Excerpt provided:
Start

Or, “I Have No Horse in This Race.”
I volunteered to help set up for Friday night’s Authors’ Table dinner (900 or so authors and their closest personal, paying friends), but for the first time in five years, there wasn’t an author or topic I absolutely had to see. Yeah, like that’s gonna keep us from going. TFOB continues to be a Fantastic local event, and this year was no exception. We mapped out our schedules, packed our lunches, and spent two days wandering around like happy lunatics, seeing things, listening to things, putting swag in our bags. Cool.
I attended fewer lectures this year, but it’s not like there were lectures, interviews and panels out the wazoo. And, of course, there were at least two sessions that I had two (or more) lectures marked and so had to be a Responsible Adult and make a Decision.
So here’s who and what I saw:
Conform or Resist: The Giver Quartet. Lois Lowry has written 40+, and The Giver is astonishingly popular, often as a class-read for Grades 4-6. I missed out (it was written in 1994), so I’ve had no idea what it’s about, other than some people calling it the first juvenile dystopian novel. Lowry is an excellent speaker with a lifetime of experiences (her dad’s home movies of her playing with her grandma on Waikiki Beach in 1939–she’s a very little girl at the time–are jolting, when the U.S.S. Arizona is pointed out, peacefully docked in the distance). I’m reading The Giver right now, and while it is a “chapter book” (suitable for Grades 4-6), I’m finding it unsettling and a little freakish, not like kids in Grades 4-6. If you don’t want to read it, the movie is being released in August this year, 18 years after Jeff Bridges bought the movie rights — he thought it would be a good vehicle for his dad Lloyd (“Guess it was a bad day to star in a dystopian movie.”). Well, Jeff plays the title character now, and if you don’t think that this isn’t an appealing film for a lot of people, like all the kids who’ve grown up with the book, it also stars Meryl Streep, Alexander Skarsgard and Katie Holmes. Way to go, Lois!
The Mexican Kitchen: Many Cultures, One Cuisine. The presenting author Ricardo Zurita was sick and cancelled, but that didn’t keep two local chefs (the owner of Boca and the director of Culinary Arts at PCC) from doing a fabulous job of substituting for him. Two kinds of chiles relleno were made, and neither were the bell-pepper-stuffed-with-American-cheese variety (aka, FEH!). I scored a relleno all for myself (yeah, I had to share it with a few people around me, but still), and it was filled with ground beef and pork and apples and onions and plaintain… Honest to God, if it had just been handed to me, I sure wouldn’t have called it a chile relleno. It was wonderful, and the owner of Boca Chef Maria is a Fanatic (in a good way) for authentic ethnic cooking, wherever it may be, and equally of supporting Tucson businesses. Boca is about three miles from our house. No more excuses — gotta go there.

End

Problems to solve:
• 1. Repeat word for word the part of the book festival post running from "I volunteered to" up to and including "our bags. Cool.".
• 2. Shorten the paragraph of the book festival post that begins "The Mexican Kitchen: Many Cultures, One Cuisine" into a brief bulleted list that keeps its main facts.
• 3. Pick up the book festival post after its last sentence and keep writing it in the same voice.
The data after this point comes from a different source.

Available data:
Start

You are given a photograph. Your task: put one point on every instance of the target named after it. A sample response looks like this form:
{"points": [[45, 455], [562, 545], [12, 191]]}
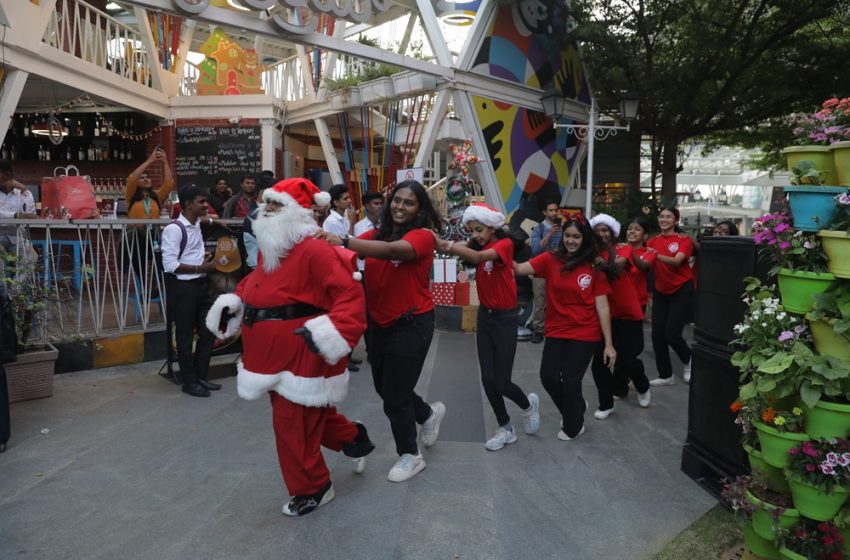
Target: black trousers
{"points": [[561, 371], [669, 316], [5, 417], [397, 354], [496, 342], [627, 337], [188, 304]]}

End

Answers below:
• 1.
I volunteered to help set up for Friday night’s Authors’ Table dinner (900 or so authors and their closest personal, paying friends), but for the first time in five years, there wasn’t an author or topic I absolutely had to see. Yeah, like that’s gonna keep us from going. TFOB continues to be a Fantastic local event, and this year was no exception. We mapped out our schedules, packed our lunches, and spent two days wandering around like happy lunatics, seeing things, listening to things, putting swag in our bags. Cool.

• 2.
- Presenting author Ricardo Zurita was sick and cancelled.
- Two local chefs filled in for him and did a fabulous job: the owner of Boca and the director of Culinary Arts at PCC.
- They made two kinds of chiles relleno. Neither was the bell pepper stuffed with American cheese.
- The writer got a relleno (shared with a few people nearby). It was filled with ground beef, pork, apples, onions and more. It didn't seem like a chile relleno, but it was wonderful.
- Chef Maria, Boca's owner, is passionate about authentic ethnic cooking and about supporting Tucson businesses.
- Boca is about three miles from the writer's house, so the writer plans to go.

• 3.
Oh, Mayor Rothschild and a Mexican consulate were on the official Tasting Team, and for local Tucsonans, questions from the audience were fielded by Lupita Murrrrrrrrrrrrillo. There were also some tense moments focusing on Sonoran vs. Tex-Mex cuisine, and the all important white or red menudo controversy.
Roll-out of Orbiting Ray Bradbury’s Mars. A new book with several contributions by friends of Bradbury, along with fans, artists who do Mars, and scientists (like Peter Smith, who has been involved with the most of the NASA Mars expeditions and rovers) all spoke about Bradbury’s childhood, literary influence, and incredible talents as a horror, genre, and regional writer. There were a couple of Martians in attendance as moderators and entertainment, and even refreshments which the Martians didn’t understand but ate anyway (do you need to understand a green-filled Oreo in order to enjoy it?).
Bats of Kartchner Cave. No bats, but a personable and knowledgeable park ranger talked about the cave bats who spend the summer in the cave, answered questions, and made several small children huddle together and scream “Mom! Mom! Mom!” to demonstrate a nursery cave environment in which several hundred Mom-bats have to find their babies several times a night to feed them (for several weeks). Mom-bats are pretty dang smart.
Oh, it was pretty windy on Saturday. Like it stopped anyone from attending.
And yes, that was just SATURDAY. There’s more to come (maybe even photos!) for Sunday.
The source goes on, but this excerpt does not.